• [PROBLEM DETAILS]:
Output all of the entries below precisely as written.
- - -
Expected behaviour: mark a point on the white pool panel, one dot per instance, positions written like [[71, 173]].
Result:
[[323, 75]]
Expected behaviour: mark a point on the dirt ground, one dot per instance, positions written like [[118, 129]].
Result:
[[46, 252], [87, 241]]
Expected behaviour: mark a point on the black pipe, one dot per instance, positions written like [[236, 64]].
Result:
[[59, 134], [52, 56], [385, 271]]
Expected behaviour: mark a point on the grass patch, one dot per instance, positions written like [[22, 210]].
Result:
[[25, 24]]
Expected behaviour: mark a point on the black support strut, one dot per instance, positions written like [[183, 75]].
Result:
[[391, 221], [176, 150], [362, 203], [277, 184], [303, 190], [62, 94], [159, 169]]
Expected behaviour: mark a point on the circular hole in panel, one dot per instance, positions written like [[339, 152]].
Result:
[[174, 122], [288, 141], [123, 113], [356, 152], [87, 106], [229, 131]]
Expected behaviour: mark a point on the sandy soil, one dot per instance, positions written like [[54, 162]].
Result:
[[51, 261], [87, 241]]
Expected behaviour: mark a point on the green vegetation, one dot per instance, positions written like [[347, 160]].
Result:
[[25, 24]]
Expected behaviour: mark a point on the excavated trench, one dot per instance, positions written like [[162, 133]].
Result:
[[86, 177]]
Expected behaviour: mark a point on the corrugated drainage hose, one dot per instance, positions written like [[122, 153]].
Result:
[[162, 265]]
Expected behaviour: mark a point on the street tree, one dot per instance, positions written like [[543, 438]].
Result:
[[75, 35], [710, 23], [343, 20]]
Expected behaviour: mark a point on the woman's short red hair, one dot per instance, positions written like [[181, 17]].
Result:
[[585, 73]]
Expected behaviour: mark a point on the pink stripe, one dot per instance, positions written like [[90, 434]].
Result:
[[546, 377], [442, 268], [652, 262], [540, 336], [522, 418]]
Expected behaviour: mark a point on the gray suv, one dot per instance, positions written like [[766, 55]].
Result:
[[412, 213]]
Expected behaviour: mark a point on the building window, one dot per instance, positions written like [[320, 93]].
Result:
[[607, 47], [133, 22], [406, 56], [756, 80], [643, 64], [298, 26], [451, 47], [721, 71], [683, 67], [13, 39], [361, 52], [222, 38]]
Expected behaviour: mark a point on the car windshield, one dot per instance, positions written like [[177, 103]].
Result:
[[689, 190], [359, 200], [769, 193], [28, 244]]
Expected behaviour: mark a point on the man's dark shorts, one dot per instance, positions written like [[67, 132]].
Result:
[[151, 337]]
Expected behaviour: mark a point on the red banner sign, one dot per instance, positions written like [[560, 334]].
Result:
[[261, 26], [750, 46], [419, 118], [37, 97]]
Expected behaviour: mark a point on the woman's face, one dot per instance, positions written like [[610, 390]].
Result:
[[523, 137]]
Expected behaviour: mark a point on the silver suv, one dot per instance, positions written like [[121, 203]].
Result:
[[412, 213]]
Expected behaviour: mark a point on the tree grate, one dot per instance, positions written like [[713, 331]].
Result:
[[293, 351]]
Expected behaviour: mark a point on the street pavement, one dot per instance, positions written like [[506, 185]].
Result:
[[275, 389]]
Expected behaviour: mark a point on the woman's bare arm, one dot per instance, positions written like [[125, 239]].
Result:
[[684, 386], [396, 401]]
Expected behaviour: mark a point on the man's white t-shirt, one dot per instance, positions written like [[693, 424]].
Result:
- - -
• [ANSWER TO THIS PROBLEM]:
Expected behaviour: mark a point on the white pool panel, one dot per instance, positions written like [[71, 173]].
Result:
[[323, 75]]
Expected behaviour: mark a point on the dirt ground, one dot per instance, positions written like [[118, 129]].
Result:
[[46, 252], [87, 241]]
Expected behaviour: mark a point on the black pipe, one dot per instance, positions written like [[236, 64]].
Result:
[[59, 134], [52, 56], [385, 271]]
Expected behaviour: mark a point on the grass patch, one dot per instance, positions written like [[22, 210]].
Result:
[[25, 24]]
Expected behaviour: mark a point on the black support strut, one dot per instance, positions written like [[183, 75]].
Result:
[[391, 221], [176, 150], [362, 203], [277, 184], [303, 190], [62, 94], [159, 169]]
Expected behaviour: mark a point on the circular hole in panel, one dot per instance, positions written like [[339, 152]].
Result:
[[174, 122], [288, 141], [123, 113], [356, 152], [87, 106], [229, 131]]
Expected behaviour: mark a point on the sandy soil, one dot per instance, positions written like [[54, 162]].
Result:
[[51, 261], [87, 241]]
Expected behaviour: mark a point on the green vegetation, one dot per instance, positions written like [[347, 160]].
Result:
[[25, 24]]
Expected behaviour: mark a point on the excavated trench, one dot per instance, positions written like [[162, 133]].
Result:
[[86, 177]]
Expected behaviour: mark a point on the corrugated drainage hose, one dot per instance, positions written like [[122, 153]].
Result:
[[162, 265]]
Expected behaviour: mark a point on the street tree, one dot per instance, positions written like [[543, 438]].
Result:
[[75, 35], [710, 23], [343, 20]]
Expected behaviour: mark a point on the woman's short red hair, one dot per instance, positions written like [[181, 17]].
Result:
[[585, 73]]
Expected behaviour: mark a point on the pink stripe, one dot per instance, positions written like [[90, 434]].
Result:
[[546, 377], [442, 268], [652, 262], [540, 336], [522, 418]]
Expected behaviour: mark a point on the gray suv, one dot per instance, positions written like [[766, 55]].
Result:
[[412, 213]]
Expected behaviour: mark a point on the building window, one dot per instance, positions written like [[320, 93]].
Result:
[[607, 47], [133, 22], [406, 56], [756, 80], [643, 64], [298, 26], [451, 47], [721, 71], [683, 67], [13, 39], [361, 52], [222, 38]]
Expected behaviour: mark a point on the car windshield, one dot per instance, positions written like [[177, 103]].
Result:
[[689, 190], [359, 200], [769, 193], [28, 244]]
Expected behaviour: mark a point on the man's dark shorts, one dot per instance, positions written like [[67, 132]].
Result:
[[151, 337]]
Expected behaviour: mark a point on the red banner sign, one dot per instance, positions written like [[560, 334]].
Result:
[[261, 26], [750, 46], [419, 118], [37, 97]]
Expected behaviour: mark a point on the woman's face, one dot per instance, positions written like [[610, 390]].
Result:
[[523, 137]]
Expected behaviour: mark a point on the silver suv, one dot per instance, positions written like [[121, 203]].
Result:
[[412, 213]]
Expected behaviour: mark a point on the tree grate, one dot per instance, positions written like [[713, 331]].
Result:
[[293, 351]]
Expected behaviour: mark a point on the street pavement, one dot per instance, positions written like [[506, 185]].
Result:
[[275, 389]]
Expected behaviour: mark a point on the woman's bare arm, one dot per instance, positions written like [[125, 239]].
Result:
[[684, 386], [396, 401]]
Expected behaviour: mark a point on the man's white t-shirt, one dot per instance, positions written like [[693, 424]].
Result:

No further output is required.